┏━━

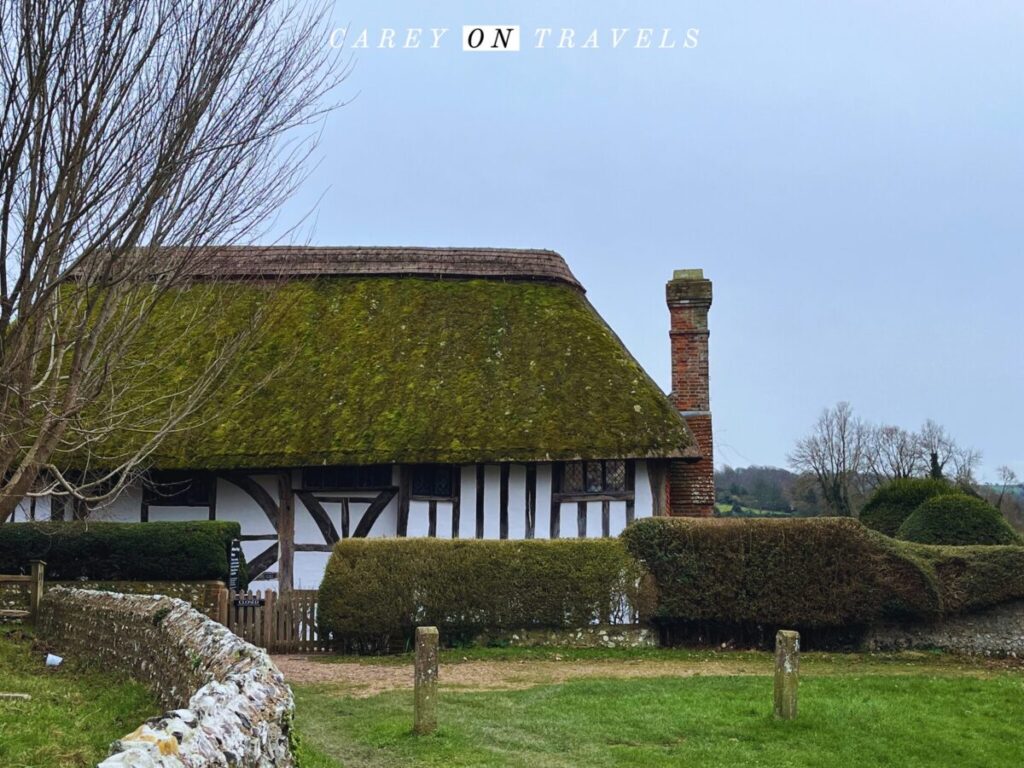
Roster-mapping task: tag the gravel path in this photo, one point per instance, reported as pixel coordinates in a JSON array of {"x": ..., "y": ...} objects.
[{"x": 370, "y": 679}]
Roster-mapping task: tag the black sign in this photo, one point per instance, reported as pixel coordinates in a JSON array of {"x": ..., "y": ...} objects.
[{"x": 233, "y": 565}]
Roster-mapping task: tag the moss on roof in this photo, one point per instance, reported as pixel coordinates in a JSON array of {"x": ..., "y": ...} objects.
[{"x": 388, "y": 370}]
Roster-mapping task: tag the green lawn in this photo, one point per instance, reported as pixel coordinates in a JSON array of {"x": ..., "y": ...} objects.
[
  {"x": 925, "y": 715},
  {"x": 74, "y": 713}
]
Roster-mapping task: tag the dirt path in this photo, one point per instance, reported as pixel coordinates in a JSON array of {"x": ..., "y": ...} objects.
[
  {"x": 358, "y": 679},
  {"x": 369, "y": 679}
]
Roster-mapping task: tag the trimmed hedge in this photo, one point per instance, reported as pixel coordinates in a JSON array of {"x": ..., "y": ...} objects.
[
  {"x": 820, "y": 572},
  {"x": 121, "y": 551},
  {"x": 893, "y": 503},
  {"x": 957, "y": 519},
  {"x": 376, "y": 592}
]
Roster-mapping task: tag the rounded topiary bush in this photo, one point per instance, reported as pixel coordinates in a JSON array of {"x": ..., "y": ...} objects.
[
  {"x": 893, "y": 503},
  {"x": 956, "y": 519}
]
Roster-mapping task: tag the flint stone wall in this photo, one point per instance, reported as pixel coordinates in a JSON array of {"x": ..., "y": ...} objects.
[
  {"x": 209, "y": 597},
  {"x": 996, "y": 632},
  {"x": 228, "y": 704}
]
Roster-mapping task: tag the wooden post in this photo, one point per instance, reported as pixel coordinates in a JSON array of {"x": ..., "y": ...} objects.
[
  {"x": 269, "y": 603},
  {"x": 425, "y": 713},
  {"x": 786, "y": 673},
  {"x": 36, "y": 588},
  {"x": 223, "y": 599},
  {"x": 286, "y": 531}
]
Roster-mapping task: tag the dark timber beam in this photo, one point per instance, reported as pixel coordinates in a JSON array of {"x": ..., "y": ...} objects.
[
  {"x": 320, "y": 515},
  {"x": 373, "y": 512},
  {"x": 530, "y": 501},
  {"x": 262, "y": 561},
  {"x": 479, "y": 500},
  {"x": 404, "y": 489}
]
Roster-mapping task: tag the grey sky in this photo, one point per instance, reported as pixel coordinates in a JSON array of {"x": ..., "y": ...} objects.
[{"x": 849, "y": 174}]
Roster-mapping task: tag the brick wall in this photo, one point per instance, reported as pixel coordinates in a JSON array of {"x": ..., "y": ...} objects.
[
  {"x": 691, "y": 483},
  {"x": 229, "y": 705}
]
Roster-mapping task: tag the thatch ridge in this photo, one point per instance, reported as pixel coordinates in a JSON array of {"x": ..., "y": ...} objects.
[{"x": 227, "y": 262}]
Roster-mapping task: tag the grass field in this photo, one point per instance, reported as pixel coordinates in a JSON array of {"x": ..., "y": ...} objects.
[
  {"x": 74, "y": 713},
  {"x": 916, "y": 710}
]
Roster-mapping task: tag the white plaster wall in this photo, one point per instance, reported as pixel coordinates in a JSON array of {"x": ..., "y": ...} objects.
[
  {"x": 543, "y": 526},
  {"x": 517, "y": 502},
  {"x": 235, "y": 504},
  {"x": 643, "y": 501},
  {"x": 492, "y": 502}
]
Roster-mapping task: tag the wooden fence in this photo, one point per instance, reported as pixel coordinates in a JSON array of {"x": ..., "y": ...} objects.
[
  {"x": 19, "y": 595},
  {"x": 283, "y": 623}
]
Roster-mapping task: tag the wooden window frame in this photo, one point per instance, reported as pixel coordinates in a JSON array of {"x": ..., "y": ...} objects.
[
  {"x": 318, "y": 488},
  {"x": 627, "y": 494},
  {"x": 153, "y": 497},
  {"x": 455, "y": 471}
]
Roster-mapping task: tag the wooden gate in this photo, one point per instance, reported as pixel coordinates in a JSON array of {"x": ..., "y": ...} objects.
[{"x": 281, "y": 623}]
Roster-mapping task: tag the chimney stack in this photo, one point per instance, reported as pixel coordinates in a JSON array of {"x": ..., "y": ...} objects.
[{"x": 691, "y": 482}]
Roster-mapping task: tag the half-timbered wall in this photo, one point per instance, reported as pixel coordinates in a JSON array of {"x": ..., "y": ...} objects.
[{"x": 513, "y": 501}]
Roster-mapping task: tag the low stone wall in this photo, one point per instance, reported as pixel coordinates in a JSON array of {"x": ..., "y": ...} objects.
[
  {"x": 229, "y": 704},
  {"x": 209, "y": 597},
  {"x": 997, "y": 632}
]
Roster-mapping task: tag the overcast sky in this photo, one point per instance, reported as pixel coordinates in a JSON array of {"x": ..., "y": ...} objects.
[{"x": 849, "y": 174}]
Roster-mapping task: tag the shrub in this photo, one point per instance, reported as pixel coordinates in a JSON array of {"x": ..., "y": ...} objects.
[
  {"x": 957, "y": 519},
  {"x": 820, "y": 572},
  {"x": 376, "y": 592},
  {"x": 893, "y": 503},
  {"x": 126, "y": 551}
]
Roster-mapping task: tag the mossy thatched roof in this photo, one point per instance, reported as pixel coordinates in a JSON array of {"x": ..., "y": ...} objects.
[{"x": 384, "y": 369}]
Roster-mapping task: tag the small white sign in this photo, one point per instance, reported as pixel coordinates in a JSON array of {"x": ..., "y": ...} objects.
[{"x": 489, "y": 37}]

┗━━

Leave the pictures out and reproduce each record exactly as written.

Roster-mapping task: tag the gravel path in this photo, one point per instance, reported as pixel coordinates in a JSON array of {"x": ..., "y": ...} objects.
[{"x": 370, "y": 679}]
Roster-mapping task: tag the black sign in this photo, one point per instance, reported as pixel coordinates in a JSON array of {"x": ..., "y": ...} objects.
[{"x": 233, "y": 565}]
Roster-mapping task: tag the moss on roof in this photo, one point per instance, reported as pixel coordinates in a JSON array of {"x": ..., "y": ...} objects.
[{"x": 388, "y": 370}]
Roster-mapping task: tag the green lawn in this photo, one point per instance, reported as pixel coordinates in a JSON array of {"x": ..., "y": ...} objects.
[
  {"x": 925, "y": 715},
  {"x": 74, "y": 713}
]
Roster-mapping task: tag the dirt path in this photo, one point per instance, reported as pixel coordinates in a JSON array of {"x": ..., "y": ...} objects.
[
  {"x": 358, "y": 679},
  {"x": 369, "y": 679}
]
Roster-mapping task: tag the trimmed hedge in this photo, one point per instance, reported as pixel coordinates in a JSON array of {"x": ..., "y": ...} objects.
[
  {"x": 820, "y": 572},
  {"x": 121, "y": 551},
  {"x": 893, "y": 503},
  {"x": 957, "y": 519},
  {"x": 376, "y": 592}
]
Roster-mapping task: tag the rounded topiary bush in this photo, one point per instance, reported as pixel coordinates in a JSON array of {"x": ..., "y": ...} objects.
[
  {"x": 893, "y": 503},
  {"x": 956, "y": 519}
]
Roster-mapping task: tag the flint stone wall in this photo, one point per instance, reported as pixel coordinates in a JSON array of {"x": ..., "y": ...} objects.
[
  {"x": 209, "y": 597},
  {"x": 996, "y": 632},
  {"x": 228, "y": 704}
]
Roster-mapping task: tag the wooden post in this photo, one point per instance, reported as pixel coordinates in a JSON array of {"x": ..., "y": ...} objects.
[
  {"x": 269, "y": 603},
  {"x": 425, "y": 713},
  {"x": 786, "y": 673},
  {"x": 36, "y": 588},
  {"x": 223, "y": 599},
  {"x": 286, "y": 531}
]
Roster-mapping task: tag the dark timber beam in this photo, one point per instance, reported as pixel coordinates in a JSON array of {"x": ..., "y": ...} objects.
[
  {"x": 320, "y": 515},
  {"x": 373, "y": 512},
  {"x": 530, "y": 501},
  {"x": 262, "y": 561},
  {"x": 479, "y": 500},
  {"x": 404, "y": 489}
]
Roster-mapping task: tag the grey sky in this photo, one point per instance, reported as pixel coordinates in a JSON array of {"x": ..., "y": ...} objects.
[{"x": 849, "y": 174}]
Roster-mapping task: tag the brick wall in this photo, one point per instance, reported as pixel coordinates in a JSON array of {"x": ..., "y": ...} objects.
[
  {"x": 691, "y": 483},
  {"x": 229, "y": 705}
]
Roster-mapping task: tag the thatch ridge in this photo, one point per instance, reported as pixel coordinates in a JSON array of {"x": ..., "y": ...} objects.
[{"x": 227, "y": 262}]
Roster-mapping task: tag the grass field in this photo, one point per instance, reported as pixel coordinates in a JSON array of {"x": ..., "y": ...} objects.
[
  {"x": 74, "y": 713},
  {"x": 916, "y": 710}
]
Roster-mapping task: tag the white plaster wall in this photo, one point per instance, reported as pixel coordinates in a JSON array of {"x": ..., "y": ...} objects.
[
  {"x": 543, "y": 526},
  {"x": 517, "y": 502},
  {"x": 235, "y": 504},
  {"x": 643, "y": 501},
  {"x": 492, "y": 502}
]
Roster-mapping task: tag the wooden fence in this photo, one point per instance, reported as pixel coordinates in a JSON array of {"x": ..., "y": ...} objects.
[
  {"x": 19, "y": 595},
  {"x": 283, "y": 623}
]
Roster-mapping task: tag the wooden window frame in this photo, one point per instance, reported as pixel coordinates in a JSON array of {"x": ..., "y": ...} objects.
[
  {"x": 318, "y": 488},
  {"x": 627, "y": 494},
  {"x": 153, "y": 497},
  {"x": 455, "y": 471}
]
Roster-mapping task: tag the wooden gate in this photo, one point per instance, reported as pixel coordinates in a JSON array of {"x": ..., "y": ...} objects.
[{"x": 281, "y": 623}]
Roster-mapping task: tag the chimney stack in this photo, one point per instance, reported as pixel coordinates in a JSON array of {"x": ..., "y": ...} objects.
[{"x": 691, "y": 482}]
Roster-mapping task: tag the half-timbered wall in this photo, one point per instance, reported as pixel coordinates in a JSON array of {"x": ..., "y": ...} objects.
[{"x": 513, "y": 501}]
Roster-mapping task: tag the low stone wall in this photo, one point per instance, reported as pixel coordinates in a JSON array of {"x": ..., "y": ...} objects.
[
  {"x": 229, "y": 704},
  {"x": 209, "y": 597},
  {"x": 997, "y": 632}
]
Roster-mapping task: tag the overcast sky in this photo, one point per instance, reported as pixel coordinates in a JSON array of {"x": ..., "y": ...} objects.
[{"x": 849, "y": 174}]
Roster-mapping task: tag the shrub in this photo, one point per instance, reported as pixel coordinates in a JSON array of {"x": ..., "y": ...} objects.
[
  {"x": 957, "y": 519},
  {"x": 820, "y": 572},
  {"x": 376, "y": 592},
  {"x": 893, "y": 503},
  {"x": 126, "y": 551}
]
Roster-mapping task: tag the mossy thatched roof in this photo, one point per instance, reported as pixel coordinates in a JSON array of {"x": ..., "y": ...} objects.
[{"x": 384, "y": 369}]
Roster-mapping task: tag the small white sign in this photo, one point per instance, reported as pixel coordinates in a JSON array of {"x": ..., "y": ...} objects.
[{"x": 489, "y": 37}]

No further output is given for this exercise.